→ **PROMPT**:
Rewrite the lines of the material below, replacing "innermost" with "most central" everywhere it occurs and changing nothing else. Omit the pictures from your answer.

→ **INFORMATION GIVEN**:
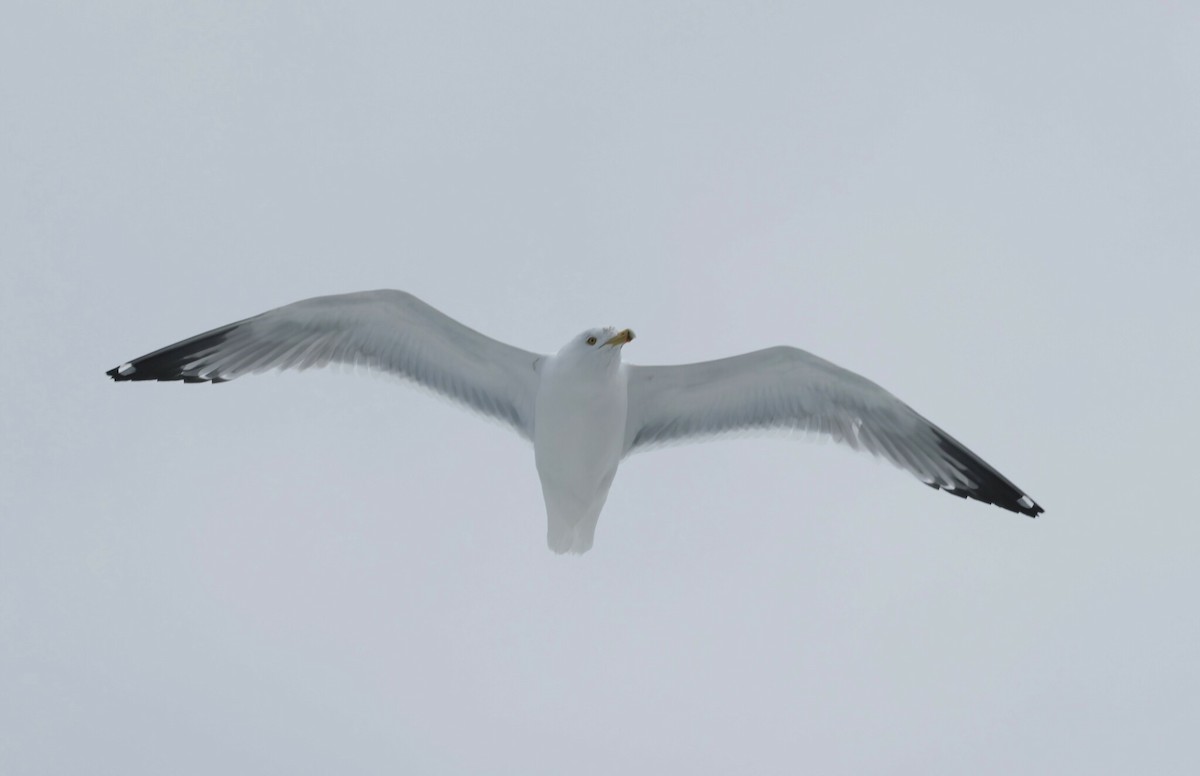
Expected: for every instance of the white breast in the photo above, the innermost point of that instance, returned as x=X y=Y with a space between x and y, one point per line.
x=579 y=437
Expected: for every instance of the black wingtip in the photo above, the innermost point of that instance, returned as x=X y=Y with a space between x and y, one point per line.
x=172 y=362
x=990 y=486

→ **RESPONSE TO THE EXERCISE**:
Expected: for every instance of the white breast in the photo above, the most central point of that instance, returned as x=X y=Y with a space between x and y, one point per line.
x=579 y=437
Expected: for every instance of the black wingtip in the photo above, the most central point of that instance, returned as x=X y=Y with a space between x and y, one point per line.
x=172 y=362
x=990 y=486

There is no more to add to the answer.